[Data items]
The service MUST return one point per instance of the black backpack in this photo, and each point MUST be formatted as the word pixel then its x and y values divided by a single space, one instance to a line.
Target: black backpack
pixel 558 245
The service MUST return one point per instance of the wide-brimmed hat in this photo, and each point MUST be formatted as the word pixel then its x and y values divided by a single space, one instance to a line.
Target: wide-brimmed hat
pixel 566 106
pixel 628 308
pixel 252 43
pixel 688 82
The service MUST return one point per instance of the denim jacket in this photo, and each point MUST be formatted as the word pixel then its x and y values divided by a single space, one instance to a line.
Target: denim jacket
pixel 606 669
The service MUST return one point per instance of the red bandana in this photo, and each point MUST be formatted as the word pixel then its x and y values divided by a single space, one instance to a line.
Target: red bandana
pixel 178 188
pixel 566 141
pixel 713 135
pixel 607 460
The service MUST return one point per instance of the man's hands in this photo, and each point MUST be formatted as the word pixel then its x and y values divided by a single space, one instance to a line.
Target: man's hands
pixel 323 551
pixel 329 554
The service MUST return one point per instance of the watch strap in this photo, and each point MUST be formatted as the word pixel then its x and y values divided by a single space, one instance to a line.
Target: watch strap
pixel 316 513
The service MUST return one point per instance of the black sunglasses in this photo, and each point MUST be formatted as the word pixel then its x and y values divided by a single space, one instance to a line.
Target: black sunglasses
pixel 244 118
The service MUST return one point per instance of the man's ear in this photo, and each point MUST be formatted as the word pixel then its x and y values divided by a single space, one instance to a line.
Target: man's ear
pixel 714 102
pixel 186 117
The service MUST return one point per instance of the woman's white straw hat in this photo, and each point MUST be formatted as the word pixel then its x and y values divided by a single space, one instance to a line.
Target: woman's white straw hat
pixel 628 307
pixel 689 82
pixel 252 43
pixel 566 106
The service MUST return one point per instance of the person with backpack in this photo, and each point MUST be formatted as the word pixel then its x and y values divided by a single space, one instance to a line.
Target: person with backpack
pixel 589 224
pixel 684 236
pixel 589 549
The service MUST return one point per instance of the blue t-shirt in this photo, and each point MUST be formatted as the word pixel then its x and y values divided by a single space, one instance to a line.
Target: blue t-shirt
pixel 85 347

| Brief |
Write the complete data out, exactly as above.

| Solved exercise |
The service MUST return one point per instance of the black backpack in this photo, and each point MUST be formatted as the word pixel then its x and y values divided by a single space, one instance to a line.
Target: black backpack
pixel 558 245
The service MUST return one point per instance of the wide-brimmed hat in this photo, and each point MUST be formatted as the word pixel then its x and y values divided by a single space, one instance to a line.
Target: wide-brimmed hat
pixel 566 106
pixel 628 308
pixel 252 43
pixel 688 82
The service MUST return one point per instance of the denim jacket in this photo, and each point MUST be formatted as the word pixel then its x and y values divided by a single space, one instance to a line.
Target: denim jacket
pixel 606 669
The service MUST return one point per instance of the red bandana in this photo, and each point MUST be formatted as the word pixel then its x and y values divided by a single space, one instance to a line.
Target: red bandana
pixel 178 188
pixel 566 141
pixel 713 135
pixel 607 460
The service MUST return one point per instance of the man's hands in this photo, and each point MUST be formatted as the word pixel then its x and y values divided by a single space, one instance to a line.
Target: man's hands
pixel 323 551
pixel 329 554
The service MUST return one point per instance of the watch strap in this photo, and each point MUST be formatted as the word pixel then its x and y values divided by a single space, one instance to a line.
Target: watch strap
pixel 316 513
The service MUST return one point per instance of the black sunglasses in this photo, and each point MUST be formatted as the word pixel then its x and y values divided by a single space, one instance to a line.
Target: black sunglasses
pixel 244 118
The service MUST return one point per instance of the man's ear in this photo, and each point MUST be formatted as the word pixel then its x and y values divided by a single space, one instance to a line.
Target: man's ear
pixel 714 102
pixel 186 117
The service MUST return one point per instance of the woman's white straw hat in this photo, and each point MUST be formatted as the word pixel then its x and y values divided by a single space, one instance to a line.
Target: woman's white straw hat
pixel 628 307
pixel 689 82
pixel 252 43
pixel 566 106
The service MUST return one point per instance of the person with backpack in this photo, and each point MUST be formatted as the word pixel then its x and y values divided by a single space, one instance to a line.
Target: person with backpack
pixel 589 224
pixel 684 236
pixel 589 549
The service MUST return one point per instance of the blue t-shirt in this photo, and each point MUST be formatted as the word pixel then its x and y values divided by a single space, one instance to a line.
Target: blue t-shirt
pixel 85 347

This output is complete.